--- start of Available records ---

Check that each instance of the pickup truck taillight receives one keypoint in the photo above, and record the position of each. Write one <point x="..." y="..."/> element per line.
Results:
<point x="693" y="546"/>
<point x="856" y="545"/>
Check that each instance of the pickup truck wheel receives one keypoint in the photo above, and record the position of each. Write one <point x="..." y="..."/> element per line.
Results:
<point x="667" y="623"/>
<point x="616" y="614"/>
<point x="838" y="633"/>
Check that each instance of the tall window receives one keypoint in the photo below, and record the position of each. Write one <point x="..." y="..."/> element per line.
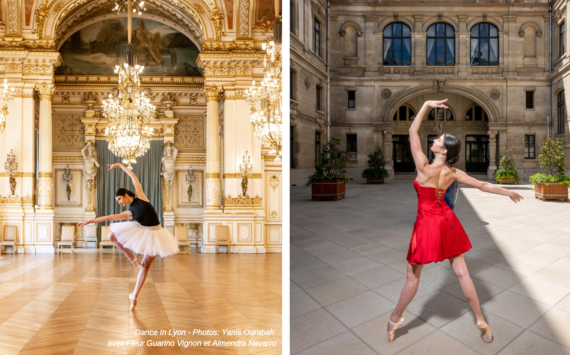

--- end of Available records ---

### [Work to do]
Convert the data above into a Markdown table with two columns, Row and Text, giving each line its own numbered row. Skip blank lines and leave the pictures out.

### [Result of this exercise]
| Row | Text |
|---|---|
| 1 | Check that each instance of the pickup truck taillight receives one keypoint in the photo above, and record the position of each. Write one <point x="..." y="..."/> element per line. |
| 2 | Results: |
| 3 | <point x="693" y="546"/> |
| 4 | <point x="856" y="545"/> |
| 5 | Check that each instance of the pickup truck wheel receives one keypoint in the photo above, and record the position of each. Write one <point x="..." y="..."/> element per line. |
| 6 | Results: |
| 7 | <point x="667" y="623"/> |
| 8 | <point x="616" y="614"/> |
| 9 | <point x="838" y="633"/> |
| 10 | Check that each instance of the tall window receives one keypoint in the photo below, and record the position of each. Write one <point x="..." y="..."/> element per line. |